* Start SOURCE *

Also be certain that compost is finished... not wood chunks
and another thing, if you don't plan on reusing the soil, theres no pint to the greensand, that take a good amount of time to be bioavailable, between 8 to 12 months or so, from what I've researched.
good shit though
 

Wetdog

Well-Known Member
GMM ... I've started adding greensand to my worm bins. Not so much for the worms, but the microbes to get it started on its lengthy breakdown.

OP ... Yes, you need more aeration, but I would ditch the rice hulls as they break down fairly quick and turn to mush. Lava rock, I'm very MEH on for several reasons. First, the weight. Second, the work involved smashing them small enough to actually work well and lastly, the damage they do to my hands digging around in the mix. Lots of sharp edges!

*I* would really suggest perlite for your first go round so at least you have a well draining, aerated mix. I usually end up with about 40% total aeration from various sources.

HTH

Wet
 

iHearAll

Well-Known Member
carbonized-rice-hull.jpg sounds hot AF!

good grab with the rice hulls, are they fresh or carbonized?
how big are the plants going in it?
carbonized rice hulls can make up a third of the soil volume but like wetdog said, fresh dried rice hulls go to muck and id add the really important step that they should be kept for a home brew beer and then bokashi.

* End SOURCE *

(SET OF TASKS)
- 1) Copy out the part of the soil-mix forum discussion starting at "Also be certain" and ending at "what I've researched.".
- 2) In the soil-mix forum discussion, how long does greensand take to become bioavailable?
- 3) Carry on with the soil-mix forum discussion from the point where it stops.

* Start GIVEN DATA *

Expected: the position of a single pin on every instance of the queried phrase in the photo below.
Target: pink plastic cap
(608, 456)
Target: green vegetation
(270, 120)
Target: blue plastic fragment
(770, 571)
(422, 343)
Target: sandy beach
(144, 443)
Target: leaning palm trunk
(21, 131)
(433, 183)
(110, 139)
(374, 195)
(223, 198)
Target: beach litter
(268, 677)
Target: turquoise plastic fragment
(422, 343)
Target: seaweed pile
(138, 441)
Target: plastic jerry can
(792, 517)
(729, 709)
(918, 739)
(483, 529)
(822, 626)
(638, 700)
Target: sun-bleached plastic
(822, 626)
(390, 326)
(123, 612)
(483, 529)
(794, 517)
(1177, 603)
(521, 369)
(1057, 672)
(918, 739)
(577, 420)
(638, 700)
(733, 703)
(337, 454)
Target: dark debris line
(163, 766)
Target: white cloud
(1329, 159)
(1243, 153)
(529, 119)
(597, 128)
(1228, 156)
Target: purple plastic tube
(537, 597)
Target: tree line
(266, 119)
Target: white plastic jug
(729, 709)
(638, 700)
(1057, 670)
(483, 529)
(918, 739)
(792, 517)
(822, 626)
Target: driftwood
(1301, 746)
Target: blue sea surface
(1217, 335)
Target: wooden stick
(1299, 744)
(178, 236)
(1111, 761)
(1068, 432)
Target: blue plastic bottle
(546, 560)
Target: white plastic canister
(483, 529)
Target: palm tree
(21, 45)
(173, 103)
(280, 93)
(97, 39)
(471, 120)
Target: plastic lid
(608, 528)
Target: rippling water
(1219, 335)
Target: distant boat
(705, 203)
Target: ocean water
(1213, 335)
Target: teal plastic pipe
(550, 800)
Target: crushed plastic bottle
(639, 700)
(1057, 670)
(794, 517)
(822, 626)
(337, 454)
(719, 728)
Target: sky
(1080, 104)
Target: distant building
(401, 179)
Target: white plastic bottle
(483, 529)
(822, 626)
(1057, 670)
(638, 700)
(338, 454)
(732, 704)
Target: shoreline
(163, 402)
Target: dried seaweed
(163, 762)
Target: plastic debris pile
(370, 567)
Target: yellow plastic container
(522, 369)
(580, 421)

* End GIVEN DATA *

(ANSWERS IN ORDER)
- 1)
Also be certain that compost is finished... not wood chunks
and another thing, if you don't plan on reusing the soil, theres no pint to the greensand, that take a good amount of time to be bioavailable, between 8 to 12 months or so, from what I've researched.

- 2) About 8 to 12 months.

- 3)
sip sip
 

Chunky Stool

Well-Known Member
GMM ... I've started adding greensand to my worm bins. Not so much for the worms, but the microbes to get it started on its lengthy breakdown.

OP ... Yes, you need more aeration, but I would ditch the rice hulls as they break down fairly quick and turn to mush. Lava rock, I'm very MEH on for several reasons. First, the weight. Second, the work involved smashing them small enough to actually work well and lastly, the damage they do to my hands digging around in the mix. Lots of sharp edges!

*I* would really suggest perlite for your first go round so at least you have a well draining, aerated mix. I usually end up with about 40% total aeration from various sources.

HTH

Wet
Special kitty from wal mart (calcined clay, aka turface). Rinse well. It has the consistency of ground up clay bricks.
Try it & let your plants decide.
I'll never go back to pearlite...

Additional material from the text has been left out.